## Given text
New York Fed in-house forecasts point to better economic outlook for U.S.

The New York Fed’s in-house economic forecasting model is predicting a notably brighter economic future for the U.S. relative to three months ago, the bank said Friday.

The model, which the bank stresses is not an official projection of the bank but a tool for policymakers to use, now sees U.S. growth rising by 1% this year, up from a 0.2% projection in March.

The model also sees slightly higher inflation, with the core personal consumption expenditures price index - it’s stripped of food and energy factors — rising by 3.7% this year versus 3.5% in the last set of projections. Hitting 2% inflation, the Fed’s goal, is projected to happen by the close of 2025.

The bank tied the upgraded outlook to an improvement in longer-run inflation expectations, which bank analysts said affected productivity measurements, in turn boosting the growth estimate.

“Were it not for this data point, output and inflation projections would be a lot closer to those in March, with inflation actually a bit stronger throughout the horizon and output growth higher only in the short term,” New York Fed economists wrote on the bank’s website. “While the dependence of the forecast on one data point makes us uncomfortable, we chose to follow standard practice and incorporate it in the projections. Nonetheless, this dependence should be kept in mind.”

The revised New York Fed forecasts come just two days after the central bank decided to hold off on an interest rate rise for the first time since it started rocketing short-term rates higher in March 2022. As part of the Federal Open Market Committee meeting, officials also released forecasts that showed higher expectations of growth and unemployment rises, while flagging expectations for further inflation declines.

The upgraded Fed forecasts come as the economy has shown unexpected resilience in the face of aggressive rate hikes. The tightening cycle has been dogged by fears that central bank actions would send the economy into a recession and at points models like the New York Fed’s have predicted contracting activity, even as they’ve now shifted gears toward strength.

Fed officials have long expressed confidence they could get inflation under control without causing undue pain, but that positive outlook has at points clashed with the view of central bank staff.

Meeting minutes from the Fed’s March policy meeting noted that at the Board of Governors, “the staff’s projection at the time of the March meeting included a mild recession starting later this year, with a recovery over the subsequent two years.” Fed staff maintained that view at the May FOMC meeting, the minutes from that gathering noted.

The New York Fed model also said that the level of interest rates that’s neutral in its impact on the economy rose in its June estimate to 2.2% from March’s 2%, while it eases to 1.8% next year.

## Stated exercise 1
Update the listing between the lines holding "player in white" and "330,100,342,128", inclusive, by changing "Locations" to "Results" and keeping everything else the same. Give back those lines only.

## Provided data
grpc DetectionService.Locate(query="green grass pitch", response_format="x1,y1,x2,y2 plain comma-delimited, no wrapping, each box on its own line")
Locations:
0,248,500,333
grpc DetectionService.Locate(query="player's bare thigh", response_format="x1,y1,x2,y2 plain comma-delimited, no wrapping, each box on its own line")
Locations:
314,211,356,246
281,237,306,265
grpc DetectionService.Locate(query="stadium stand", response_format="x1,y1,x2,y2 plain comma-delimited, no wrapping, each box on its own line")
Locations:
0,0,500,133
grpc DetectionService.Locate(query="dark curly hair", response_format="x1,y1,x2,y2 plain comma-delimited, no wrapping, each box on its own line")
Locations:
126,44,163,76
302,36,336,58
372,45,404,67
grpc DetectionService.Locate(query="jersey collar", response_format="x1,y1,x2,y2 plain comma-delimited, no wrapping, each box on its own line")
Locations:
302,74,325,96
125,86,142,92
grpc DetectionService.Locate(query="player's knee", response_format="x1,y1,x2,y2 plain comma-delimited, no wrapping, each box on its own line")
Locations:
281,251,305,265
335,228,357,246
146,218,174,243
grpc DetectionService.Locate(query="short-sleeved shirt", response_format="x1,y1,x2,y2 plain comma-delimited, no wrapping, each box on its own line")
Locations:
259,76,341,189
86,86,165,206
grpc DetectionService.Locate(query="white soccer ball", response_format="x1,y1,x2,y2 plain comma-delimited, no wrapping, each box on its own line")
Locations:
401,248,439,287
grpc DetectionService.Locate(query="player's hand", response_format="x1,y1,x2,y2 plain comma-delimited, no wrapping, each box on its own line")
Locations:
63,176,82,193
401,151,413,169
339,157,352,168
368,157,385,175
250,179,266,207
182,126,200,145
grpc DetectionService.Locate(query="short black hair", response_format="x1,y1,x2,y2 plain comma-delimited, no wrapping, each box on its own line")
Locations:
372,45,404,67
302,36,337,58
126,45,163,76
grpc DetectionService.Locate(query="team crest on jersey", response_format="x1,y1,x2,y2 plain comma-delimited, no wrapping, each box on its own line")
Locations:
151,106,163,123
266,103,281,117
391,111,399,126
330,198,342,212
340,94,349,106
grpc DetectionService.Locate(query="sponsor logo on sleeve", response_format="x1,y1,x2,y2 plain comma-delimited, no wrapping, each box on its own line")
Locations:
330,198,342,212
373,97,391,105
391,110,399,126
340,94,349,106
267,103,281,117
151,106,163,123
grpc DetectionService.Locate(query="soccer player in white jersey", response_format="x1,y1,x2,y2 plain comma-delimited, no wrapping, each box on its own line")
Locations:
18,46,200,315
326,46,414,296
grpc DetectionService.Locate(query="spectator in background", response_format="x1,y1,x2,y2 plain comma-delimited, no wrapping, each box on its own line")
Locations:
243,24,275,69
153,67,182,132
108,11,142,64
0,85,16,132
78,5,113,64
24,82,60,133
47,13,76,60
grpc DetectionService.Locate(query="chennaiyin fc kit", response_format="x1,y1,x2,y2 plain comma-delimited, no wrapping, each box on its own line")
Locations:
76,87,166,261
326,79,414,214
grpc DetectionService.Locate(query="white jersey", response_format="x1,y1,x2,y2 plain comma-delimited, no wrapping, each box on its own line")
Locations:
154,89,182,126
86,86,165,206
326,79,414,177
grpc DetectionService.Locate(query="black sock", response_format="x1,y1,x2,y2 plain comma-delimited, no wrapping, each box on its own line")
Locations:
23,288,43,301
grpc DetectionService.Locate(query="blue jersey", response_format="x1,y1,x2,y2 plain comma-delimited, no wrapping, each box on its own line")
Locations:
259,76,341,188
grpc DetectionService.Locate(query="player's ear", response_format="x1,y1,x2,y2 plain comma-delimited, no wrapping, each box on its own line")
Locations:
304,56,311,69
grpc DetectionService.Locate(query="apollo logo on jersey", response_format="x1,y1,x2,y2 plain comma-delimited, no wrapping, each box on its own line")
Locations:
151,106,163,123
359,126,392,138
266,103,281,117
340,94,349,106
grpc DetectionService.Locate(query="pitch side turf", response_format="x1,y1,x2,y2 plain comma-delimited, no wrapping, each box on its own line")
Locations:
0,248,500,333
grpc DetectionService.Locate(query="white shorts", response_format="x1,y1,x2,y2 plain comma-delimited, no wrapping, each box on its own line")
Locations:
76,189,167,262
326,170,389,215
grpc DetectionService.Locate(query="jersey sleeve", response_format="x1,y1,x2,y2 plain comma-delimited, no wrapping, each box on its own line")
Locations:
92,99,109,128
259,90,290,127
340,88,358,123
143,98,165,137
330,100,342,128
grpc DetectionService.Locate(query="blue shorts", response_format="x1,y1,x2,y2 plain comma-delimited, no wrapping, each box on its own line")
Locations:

## Stated exercise 2
Return the part of the New York Fed forecasts article between "The model, which" and "close of 2025.", inclusive, word for word.

## Exercise answer 1
grpc DetectionService.Locate(query="soccer player in white jersey", response_format="x1,y1,x2,y2 plain comma-delimited, no wrapping, each box on its own line")
Results:
18,46,200,315
326,46,414,296
grpc DetectionService.Locate(query="spectator in background", response_format="x1,y1,x2,y2 plain comma-delimited, no wrapping, each box on its own line")
Results:
243,24,275,69
153,67,182,132
108,11,142,64
0,85,16,132
78,5,113,64
24,82,60,133
47,13,76,60
grpc DetectionService.Locate(query="chennaiyin fc kit", response_format="x1,y1,x2,y2 plain comma-delimited, no wrapping, each box on its own line")
Results:
76,87,166,261
326,79,414,214
grpc DetectionService.Locate(query="white jersey", response_format="x1,y1,x2,y2 plain comma-delimited, no wrapping, each box on its own line")
Results:
154,89,182,126
86,86,165,206
326,79,414,177
grpc DetectionService.Locate(query="black sock", response_format="x1,y1,x2,y2 plain comma-delimited, no wrapping, each box on its own line")
Results:
23,288,43,301
grpc DetectionService.Locate(query="blue jersey", response_format="x1,y1,x2,y2 plain comma-delimited, no wrapping, each box on its own line")
Results:
259,76,341,188
grpc DetectionService.Locate(query="player's ear", response_format="x1,y1,x2,y2 plain comma-delimited, no wrapping, each box on its own line")
Results:
304,56,311,69
grpc DetectionService.Locate(query="apollo logo on jersey", response_format="x1,y1,x2,y2 plain comma-delimited, no wrapping, each box on its own line")
Results:
151,106,163,123
359,126,392,138
266,103,281,117
340,94,349,106
grpc DetectionService.Locate(query="pitch side turf", response_format="x1,y1,x2,y2 plain comma-delimited, no wrapping, each box on its own line")
Results:
0,248,500,333
grpc DetectionService.Locate(query="white shorts", response_format="x1,y1,x2,y2 plain comma-delimited, no wrapping, each box on its own line")
Results:
76,189,167,262
326,170,389,215
grpc DetectionService.Locate(query="jersey sleeve", response_format="x1,y1,x2,y2 plain comma-delimited, no wrapping, each box on its own line")
Results:
92,99,109,128
259,90,290,127
340,88,358,123
143,98,165,137
330,100,342,128

## Exercise answer 2
The model, which the bank stresses is not an official projection of the bank but a tool for policymakers to use, now sees U.S. growth rising by 1% this year, up from a 0.2% projection in March.

The model also sees slightly higher inflation, with the core personal consumption expenditures price index - it’s stripped of food and energy factors — rising by 3.7% this year versus 3.5% in the last set of projections. Hitting 2% inflation, the Fed’s goal, is projected to happen by the close of 2025.